#### WHAT YOU SHOULD DO
Copy every entry exactly.

***** DATA FOR THIS TASK

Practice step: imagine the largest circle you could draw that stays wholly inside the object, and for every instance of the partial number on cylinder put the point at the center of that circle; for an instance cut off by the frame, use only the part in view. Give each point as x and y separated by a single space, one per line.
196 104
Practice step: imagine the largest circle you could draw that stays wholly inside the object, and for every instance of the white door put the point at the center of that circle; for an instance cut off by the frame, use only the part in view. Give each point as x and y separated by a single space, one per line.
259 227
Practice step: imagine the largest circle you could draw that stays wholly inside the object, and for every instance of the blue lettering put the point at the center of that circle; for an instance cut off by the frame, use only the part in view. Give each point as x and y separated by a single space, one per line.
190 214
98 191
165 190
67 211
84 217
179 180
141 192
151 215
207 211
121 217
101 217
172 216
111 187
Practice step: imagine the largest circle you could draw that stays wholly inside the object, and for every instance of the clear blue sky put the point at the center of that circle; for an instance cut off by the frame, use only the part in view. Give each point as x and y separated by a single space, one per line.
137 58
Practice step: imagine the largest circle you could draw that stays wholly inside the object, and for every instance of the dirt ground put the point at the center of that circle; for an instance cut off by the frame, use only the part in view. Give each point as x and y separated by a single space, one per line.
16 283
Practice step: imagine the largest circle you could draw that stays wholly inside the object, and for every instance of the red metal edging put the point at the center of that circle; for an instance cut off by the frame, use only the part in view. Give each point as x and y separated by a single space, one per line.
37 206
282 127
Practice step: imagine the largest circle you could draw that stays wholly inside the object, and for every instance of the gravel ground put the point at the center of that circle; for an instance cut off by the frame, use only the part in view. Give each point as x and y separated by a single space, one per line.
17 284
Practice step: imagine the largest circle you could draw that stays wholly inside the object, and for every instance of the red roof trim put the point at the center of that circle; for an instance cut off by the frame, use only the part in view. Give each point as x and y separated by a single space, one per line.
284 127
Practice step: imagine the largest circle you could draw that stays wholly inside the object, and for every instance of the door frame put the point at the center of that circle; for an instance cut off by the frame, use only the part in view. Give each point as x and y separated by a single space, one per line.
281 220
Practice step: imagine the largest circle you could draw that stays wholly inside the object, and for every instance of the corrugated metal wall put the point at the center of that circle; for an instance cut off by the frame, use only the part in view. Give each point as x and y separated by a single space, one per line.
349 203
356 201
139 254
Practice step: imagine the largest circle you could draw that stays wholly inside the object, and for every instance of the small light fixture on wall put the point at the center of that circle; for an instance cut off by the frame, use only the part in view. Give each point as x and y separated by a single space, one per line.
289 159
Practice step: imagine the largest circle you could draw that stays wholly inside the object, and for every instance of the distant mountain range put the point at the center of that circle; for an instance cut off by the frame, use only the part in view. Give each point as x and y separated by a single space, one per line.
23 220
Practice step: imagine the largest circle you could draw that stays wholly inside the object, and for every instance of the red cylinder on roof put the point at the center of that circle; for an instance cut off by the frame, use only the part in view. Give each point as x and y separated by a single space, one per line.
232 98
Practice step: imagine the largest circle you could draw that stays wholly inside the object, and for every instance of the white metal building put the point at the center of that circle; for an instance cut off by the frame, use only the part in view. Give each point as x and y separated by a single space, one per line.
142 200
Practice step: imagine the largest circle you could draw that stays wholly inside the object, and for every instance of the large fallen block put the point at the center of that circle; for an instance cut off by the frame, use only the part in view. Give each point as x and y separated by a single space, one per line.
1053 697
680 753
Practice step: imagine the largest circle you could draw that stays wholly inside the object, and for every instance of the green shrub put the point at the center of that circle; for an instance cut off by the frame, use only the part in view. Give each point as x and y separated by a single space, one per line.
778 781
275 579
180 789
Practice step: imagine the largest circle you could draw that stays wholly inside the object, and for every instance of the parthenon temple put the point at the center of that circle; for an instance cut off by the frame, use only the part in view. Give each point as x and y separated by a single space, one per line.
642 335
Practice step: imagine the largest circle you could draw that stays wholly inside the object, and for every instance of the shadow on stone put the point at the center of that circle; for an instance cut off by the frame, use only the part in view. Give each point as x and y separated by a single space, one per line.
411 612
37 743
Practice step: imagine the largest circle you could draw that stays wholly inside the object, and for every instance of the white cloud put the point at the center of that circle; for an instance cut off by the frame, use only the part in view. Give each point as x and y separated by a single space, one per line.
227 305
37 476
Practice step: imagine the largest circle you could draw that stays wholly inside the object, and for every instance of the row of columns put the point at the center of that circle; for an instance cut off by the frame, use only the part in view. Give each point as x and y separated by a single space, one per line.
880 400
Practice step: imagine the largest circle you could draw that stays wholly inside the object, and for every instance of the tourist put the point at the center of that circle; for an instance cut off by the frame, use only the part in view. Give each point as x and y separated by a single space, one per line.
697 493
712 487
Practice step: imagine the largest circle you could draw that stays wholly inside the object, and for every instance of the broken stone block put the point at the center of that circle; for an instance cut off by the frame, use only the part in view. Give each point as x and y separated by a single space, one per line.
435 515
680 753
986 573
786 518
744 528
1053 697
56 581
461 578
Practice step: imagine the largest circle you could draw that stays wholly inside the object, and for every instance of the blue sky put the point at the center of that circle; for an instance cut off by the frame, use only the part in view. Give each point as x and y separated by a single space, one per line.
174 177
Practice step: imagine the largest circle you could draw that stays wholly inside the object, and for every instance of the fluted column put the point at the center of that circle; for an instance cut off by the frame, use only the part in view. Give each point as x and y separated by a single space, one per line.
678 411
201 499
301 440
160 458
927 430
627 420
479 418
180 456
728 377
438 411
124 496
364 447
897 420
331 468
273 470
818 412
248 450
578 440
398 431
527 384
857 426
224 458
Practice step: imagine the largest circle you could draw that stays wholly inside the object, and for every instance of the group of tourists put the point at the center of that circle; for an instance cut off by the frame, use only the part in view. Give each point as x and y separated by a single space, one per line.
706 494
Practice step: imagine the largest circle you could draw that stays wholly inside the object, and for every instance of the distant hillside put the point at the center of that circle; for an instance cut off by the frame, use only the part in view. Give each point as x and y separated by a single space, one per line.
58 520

**********

#### TASK RESPONSE
Practice step: imagine the largest circle you could draw that stays wholly inside the object, and for every instance of the partial number on cylinder put the point at the center of that circle; for an instance cut off by the frame, use only the part in view. Give each point as x and y separated by a single space, one per line.
196 104
Practice step: imagine the largest circle you could draw that stays wholly inside the object, and for every instance of the white door put the point at the center of that circle; for an instance cut off by the frame, use only the part in view. Give each point as x and y separated by a single space, one per line.
259 227
Practice step: imagine the largest circle you could draw that stays wholly inside the object, and for every instance of the blue lettering put the point at the center of that circle; for an instance cut off by the frame, use only the part in view. Give each point as x and y separated by a single space, one per line.
190 214
98 191
165 190
67 211
84 217
179 180
141 192
151 215
207 211
121 217
101 217
172 216
111 187
Practice step: imagine the largest circle you could draw that stays wholly inside the object, and for every instance of the clear blue sky put the point at the center of that circle; for an instance cut off by the frame, use only the part in view. Give each point as x and y separated by a single space, one per line.
137 58
Practice step: imagine the largest circle you could draw that stays wholly inside the object, and for every instance of the dirt ground put the point at the center of that circle; for an instance cut off by the frame, use only the part in view. Give each point as x and y separated by a single space, one per line.
16 283
Practice step: imagine the largest circle you could draw that stays wholly inside the object, and for every instance of the red metal edging put the point at the center of that circle; for an instance cut off by the frame, use only the part in view. Give each point as x and y separated by a single space, one per line.
37 206
282 127
Practice step: imagine the largest circle you could draw that stays wholly inside the object, and for every instance of the gravel ground put the point at the center of that circle; for an instance cut off by the frame, use only the part in view. Give each point as x and y separated by a single space, one per line.
17 284
Practice step: imagine the largest circle you could draw that stays wholly inside the object, and for every instance of the red roof trim put the point at the center of that circle; for an instance cut off by the frame, use only the part in view. Give each point as x and y separated by a single space, one per line.
284 127
Practice step: imagine the largest circle you could draw that stays wholly inside the object, and for every instance of the door frame put the point at the center of that circle; for an instance cut off by the frame, use only the part in view. Give each point as x and y separated by a single space, one per line.
281 220
Practice step: imagine the largest circle you could draw that stays wholly inside the object, and for every instance of the corrugated metal wall put the point at the center of that circle; for an instance cut off by the frame, use only the part in view. Give each point as x and y separated by a single space, one per line.
349 203
356 201
139 254
Practice step: imagine the largest circle you could draw that stays wholly inside the object, and for every instance of the small light fixture on wall put the point at the center of that circle; for an instance cut off by the frame, use only the part in view. Give each point as x and y separated by a single space, one per line.
289 159
Practice step: imagine the largest circle you could draw that stays wholly inside the object, and for every instance of the distant mountain range put the point at the center of that circle; for an instance cut off by the frame, use only the part in view. Give each point as x and y separated by a single space, one per line.
23 220
Practice step: imagine the largest circle you could draw that stays wholly inside the object, and for every instance of the red cylinder on roof put the point at the center of that circle; for an instance cut off by the frame, use only the part in view. Give each point as x and y separated by a single space, one per line.
232 98
Practice step: imagine the largest circle you could draw that stays wholly inside the object, and for every instance of the white metal building put the point at the center of that circle; for an instance cut off by the frame, use only the part in view. Give each point as x and y separated by a single space, one per line.
142 200
Practice step: imagine the largest circle you could draw that stays wholly inside the object, and for every instance of the large fallen block put the point at the center of that circle; for an instance cut off by the frame, use only the part in view. Give each point as x and y separated by a single space, one per line.
1053 697
680 753
Practice step: imagine the largest circle you could draw that stays wholly inside the object, and for every instance of the green shrub put the point at the center of that circle; for an instance cut off by the frame, use only the part in view. Give each point as x and y separated by a single space, one per line.
778 781
275 579
180 789
Practice step: imagine the largest circle you could draw that stays wholly inside the object, and for every instance of the parthenon temple put the point at the center of that circle; for an instance cut off by the frame, use only the part in view. Give each point as x and y separated by a single space, one per line.
642 335
Practice step: imagine the largest circle you could draw that stays wholly inside the object, and for every instance of the shadow on stone put the point at the center of that circle; for an instance cut off by the frame, use only the part in view. Give each point as x and y separated by a single space, one per line.
411 612
37 743
Practice step: imagine the largest circle you could draw that stays wholly inside the object, and for every instance of the white cloud put the point at the center of that circle; for an instance cut off by the frame, use only the part in view. Give each point as x and y separated by a single space, one per line.
227 305
37 476
Practice step: imagine the largest circle you could draw that stays wholly inside the object, and for every instance of the row of columns put the point at the center of that circle; for an instance cut off by the frame, use only the part in view. Give each point as x and y separated by a single space, one per line.
880 400
Practice step: imagine the largest circle you could draw that stays wholly inside the object, and for every instance of the tourist put the point at the center of that circle; for an instance cut off by the frame, use only the part in view. Give each point as x and y separated by a single space, one per line.
697 493
712 487
Practice step: imagine the largest circle you could draw that stays wholly inside the object, and for every instance of the broken stone block put the point at the center of that circle; for an instance cut off by the frame, use only the part in view. Give each point as x and y separated by a single space, one per line.
435 515
680 753
986 573
786 518
744 528
1053 697
56 581
461 578
Practice step: imagine the largest circle you could draw that stays wholly inside the object, and for every instance of the blue sky put the point at the center of that circle; for an instance cut off by the frame, use only the part in view. Give each point as x and y separated by a single space, one per line.
174 177
Practice step: imagine the largest circle you could draw that stays wholly inside the object, and for every instance of the fluted column put the point at the center of that circle; for an instance cut off by the frame, use only the part in view. Give each point as x and y separated by a single space, one per line.
678 411
201 499
301 440
160 458
927 430
627 420
479 418
180 456
728 377
438 411
124 496
364 447
897 420
331 468
273 470
818 412
248 450
578 440
398 431
527 384
857 426
224 458
Practice step: imagine the largest circle you could draw that stays wholly inside the object, and for every instance of the group of tourists put the point at the center of that circle; for an instance cut off by the frame, use only the part in view. Give each point as x and y separated by a single space, one per line.
706 494
Practice step: imagine the largest circle you could draw that stays wholly inside the object, and for every instance of the distant hillside put the point at the center of that circle; for an instance cut off by the frame, use only the part in view. Give each point as x and y separated by a single space, one per line.
58 520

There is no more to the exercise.